- **Instructions to follow**
Give back the full listing exactly as it appears below.

^^^^

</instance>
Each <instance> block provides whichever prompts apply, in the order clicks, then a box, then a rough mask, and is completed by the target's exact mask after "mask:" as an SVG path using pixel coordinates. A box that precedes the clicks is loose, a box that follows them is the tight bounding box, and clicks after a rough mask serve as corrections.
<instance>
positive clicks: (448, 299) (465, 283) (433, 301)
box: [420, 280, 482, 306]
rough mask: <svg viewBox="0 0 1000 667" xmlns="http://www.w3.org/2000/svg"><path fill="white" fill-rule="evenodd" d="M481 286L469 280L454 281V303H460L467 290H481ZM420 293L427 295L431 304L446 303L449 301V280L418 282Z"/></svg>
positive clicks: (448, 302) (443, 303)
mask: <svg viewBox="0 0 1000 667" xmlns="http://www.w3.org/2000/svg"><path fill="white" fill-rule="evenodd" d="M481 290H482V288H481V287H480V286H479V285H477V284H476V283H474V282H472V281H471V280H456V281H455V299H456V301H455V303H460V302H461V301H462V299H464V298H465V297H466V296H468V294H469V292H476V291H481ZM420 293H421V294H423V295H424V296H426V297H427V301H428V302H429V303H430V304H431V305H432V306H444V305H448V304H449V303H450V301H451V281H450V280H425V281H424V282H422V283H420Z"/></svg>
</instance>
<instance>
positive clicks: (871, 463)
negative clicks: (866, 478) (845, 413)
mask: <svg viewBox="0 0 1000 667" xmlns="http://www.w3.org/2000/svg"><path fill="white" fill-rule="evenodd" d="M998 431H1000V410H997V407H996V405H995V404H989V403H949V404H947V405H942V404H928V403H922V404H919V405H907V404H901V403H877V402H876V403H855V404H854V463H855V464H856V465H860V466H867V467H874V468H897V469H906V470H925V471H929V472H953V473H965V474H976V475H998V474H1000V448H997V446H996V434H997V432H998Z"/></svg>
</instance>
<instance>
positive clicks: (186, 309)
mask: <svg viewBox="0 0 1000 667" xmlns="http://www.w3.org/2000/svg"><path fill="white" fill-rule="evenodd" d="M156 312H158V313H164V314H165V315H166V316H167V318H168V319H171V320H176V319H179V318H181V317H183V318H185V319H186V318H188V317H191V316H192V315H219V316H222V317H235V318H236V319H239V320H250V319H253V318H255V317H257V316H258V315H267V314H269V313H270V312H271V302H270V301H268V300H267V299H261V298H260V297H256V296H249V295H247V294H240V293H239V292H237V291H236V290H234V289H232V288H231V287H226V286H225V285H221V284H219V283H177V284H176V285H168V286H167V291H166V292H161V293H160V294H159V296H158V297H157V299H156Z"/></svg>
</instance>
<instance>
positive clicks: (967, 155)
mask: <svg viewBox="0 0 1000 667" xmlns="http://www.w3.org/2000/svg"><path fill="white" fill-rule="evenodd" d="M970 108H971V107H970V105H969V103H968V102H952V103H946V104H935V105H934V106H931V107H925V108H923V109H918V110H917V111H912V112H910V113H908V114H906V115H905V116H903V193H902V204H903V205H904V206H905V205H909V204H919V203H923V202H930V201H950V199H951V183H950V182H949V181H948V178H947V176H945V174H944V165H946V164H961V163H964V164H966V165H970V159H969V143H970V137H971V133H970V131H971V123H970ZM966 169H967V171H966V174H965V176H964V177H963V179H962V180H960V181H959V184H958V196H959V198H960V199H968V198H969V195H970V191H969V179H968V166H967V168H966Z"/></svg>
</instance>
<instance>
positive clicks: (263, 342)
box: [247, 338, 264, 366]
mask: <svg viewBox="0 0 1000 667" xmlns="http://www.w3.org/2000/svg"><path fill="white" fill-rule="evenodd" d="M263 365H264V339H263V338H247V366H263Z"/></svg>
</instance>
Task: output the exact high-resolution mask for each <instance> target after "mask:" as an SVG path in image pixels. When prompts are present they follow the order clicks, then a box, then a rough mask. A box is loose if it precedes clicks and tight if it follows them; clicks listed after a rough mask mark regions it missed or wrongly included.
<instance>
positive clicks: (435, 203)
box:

^^^^

- **Answer for the task**
</instance>
Each <instance> block provides whichever prompts apply, in the order clicks, then a box, then a rough mask, and is completed by the target's exact mask after "mask:" as an SVG path using pixel coordinates. A box that precedes the clicks is loose, a box that follows them is the tight bounding box, and clicks after a rough mask serve as corrections.
<instance>
positive clicks: (448, 299) (465, 283) (433, 301)
box: [420, 280, 482, 306]
rough mask: <svg viewBox="0 0 1000 667" xmlns="http://www.w3.org/2000/svg"><path fill="white" fill-rule="evenodd" d="M481 286L469 280L454 281V303H460L467 290H481ZM420 293L427 295L431 304L446 303L449 301V280L418 282Z"/></svg>
positive clicks: (448, 302) (443, 303)
mask: <svg viewBox="0 0 1000 667" xmlns="http://www.w3.org/2000/svg"><path fill="white" fill-rule="evenodd" d="M481 290H482V288H481V287H480V286H479V285H477V284H476V283H474V282H472V281H471V280H456V281H455V299H456V301H455V303H460V302H461V301H462V299H464V298H465V297H466V296H468V294H469V292H476V291H481ZM420 293H421V294H423V295H424V296H426V297H427V301H428V302H429V303H430V304H431V305H432V306H444V305H448V304H449V303H450V301H451V281H450V280H425V281H424V282H422V283H420Z"/></svg>
</instance>
<instance>
positive clicks: (871, 463)
negative clicks: (866, 478) (845, 413)
mask: <svg viewBox="0 0 1000 667" xmlns="http://www.w3.org/2000/svg"><path fill="white" fill-rule="evenodd" d="M998 431H1000V410H997V407H996V405H995V404H989V403H949V404H947V405H942V404H928V403H922V404H919V405H907V404H901V403H877V402H876V403H855V404H854V463H855V464H856V465H860V466H867V467H874V468H897V469H906V470H925V471H929V472H953V473H965V474H976V475H998V474H1000V448H997V446H996V434H997V432H998Z"/></svg>
</instance>
<instance>
positive clicks: (186, 309)
mask: <svg viewBox="0 0 1000 667" xmlns="http://www.w3.org/2000/svg"><path fill="white" fill-rule="evenodd" d="M156 312H158V313H164V314H165V315H166V316H167V318H168V319H171V320H176V319H179V318H181V317H183V318H185V319H186V318H188V317H191V316H192V315H219V316H222V317H235V318H236V319H239V320H250V319H253V318H255V317H257V316H258V315H267V314H269V313H270V312H271V302H270V301H268V300H267V299H261V298H260V297H256V296H249V295H247V294H240V293H239V292H237V291H236V290H234V289H232V288H231V287H226V286H225V285H221V284H219V283H177V284H176V285H168V286H167V291H166V292H161V293H160V294H159V296H158V297H157V299H156Z"/></svg>
</instance>
<instance>
positive clicks: (967, 155)
mask: <svg viewBox="0 0 1000 667" xmlns="http://www.w3.org/2000/svg"><path fill="white" fill-rule="evenodd" d="M970 108H971V107H970V105H969V103H968V102H952V103H946V104H935V105H934V106H931V107H925V108H923V109H918V110H917V111H912V112H910V113H908V114H906V115H905V116H903V193H902V204H903V205H904V206H905V205H909V204H919V203H923V202H930V201H950V199H951V183H950V182H949V181H948V178H947V176H945V174H944V165H946V164H961V163H964V164H966V165H970V159H969V143H970V137H971V133H970V131H971V123H970ZM966 169H967V171H966V174H965V176H964V177H963V179H962V180H960V181H959V184H958V196H959V198H960V199H968V198H969V195H970V191H969V179H968V166H967V168H966Z"/></svg>
</instance>
<instance>
positive clicks: (263, 342)
box: [247, 338, 264, 366]
mask: <svg viewBox="0 0 1000 667" xmlns="http://www.w3.org/2000/svg"><path fill="white" fill-rule="evenodd" d="M263 365H264V339H263V338H247V366H263Z"/></svg>
</instance>
Task: output the exact high-resolution mask for each <instance> target after "mask:" as an SVG path in image pixels. When prompts are present they follow the order clicks, then a box, then a rough mask. A box is loose if it precedes clicks and tight if it follows them; clicks listed after a rough mask mark regions it missed or wrongly included.
<instance>
positive clicks: (435, 203)
box:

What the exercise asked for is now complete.